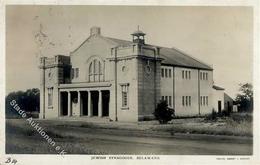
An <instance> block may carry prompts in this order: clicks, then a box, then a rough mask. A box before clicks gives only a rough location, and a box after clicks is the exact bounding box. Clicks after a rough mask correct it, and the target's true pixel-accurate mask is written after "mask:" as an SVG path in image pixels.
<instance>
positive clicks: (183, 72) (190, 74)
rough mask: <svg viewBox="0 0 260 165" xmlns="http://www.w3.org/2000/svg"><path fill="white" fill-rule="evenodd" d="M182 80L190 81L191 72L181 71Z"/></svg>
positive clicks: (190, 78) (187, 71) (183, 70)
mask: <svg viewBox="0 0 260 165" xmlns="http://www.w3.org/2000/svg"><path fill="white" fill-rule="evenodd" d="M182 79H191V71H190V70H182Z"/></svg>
--
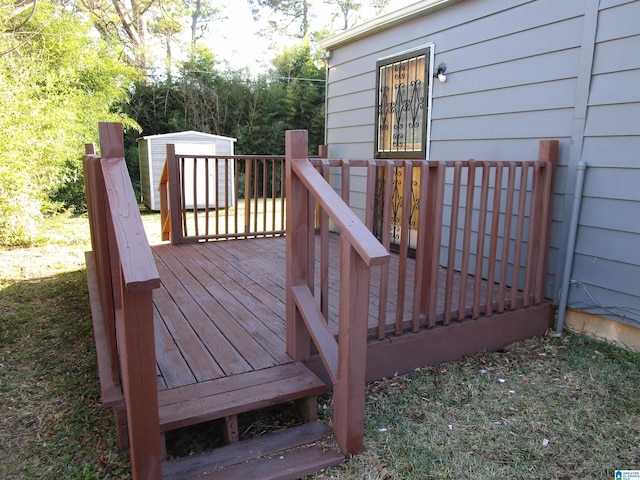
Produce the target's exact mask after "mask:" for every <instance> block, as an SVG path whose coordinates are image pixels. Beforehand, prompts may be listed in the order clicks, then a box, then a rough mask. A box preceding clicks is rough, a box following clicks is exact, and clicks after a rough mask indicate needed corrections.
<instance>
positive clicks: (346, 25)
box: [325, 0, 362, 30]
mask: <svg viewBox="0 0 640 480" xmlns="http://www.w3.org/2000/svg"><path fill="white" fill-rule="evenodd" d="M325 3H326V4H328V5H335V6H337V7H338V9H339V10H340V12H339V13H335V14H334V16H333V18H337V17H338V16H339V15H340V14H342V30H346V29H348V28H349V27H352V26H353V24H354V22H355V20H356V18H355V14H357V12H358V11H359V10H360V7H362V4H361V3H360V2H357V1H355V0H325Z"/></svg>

### Problem statement
Rewrite the lines from the one holding "An <instance> block" through the one holding "positive clicks: (190, 78)", inclusive, and substitute "coarse mask" for each "rough mask" while leaving everything else unchanged.

### Answer to the exercise
An <instance> block may carry prompts in this order: clicks, then a box, then a coarse mask. A box before clicks gives only a rough location, and a box after clicks is the exact bounding box. Clicks after a coarse mask correct it, and the target's true pixel-accurate mask is written after "mask:" as an SVG path in image pixels.
<instance>
positive clicks: (183, 72) (190, 74)
coarse mask: <svg viewBox="0 0 260 165" xmlns="http://www.w3.org/2000/svg"><path fill="white" fill-rule="evenodd" d="M182 80L190 81L191 72L181 71Z"/></svg>
positive clicks: (190, 78) (187, 71) (183, 70)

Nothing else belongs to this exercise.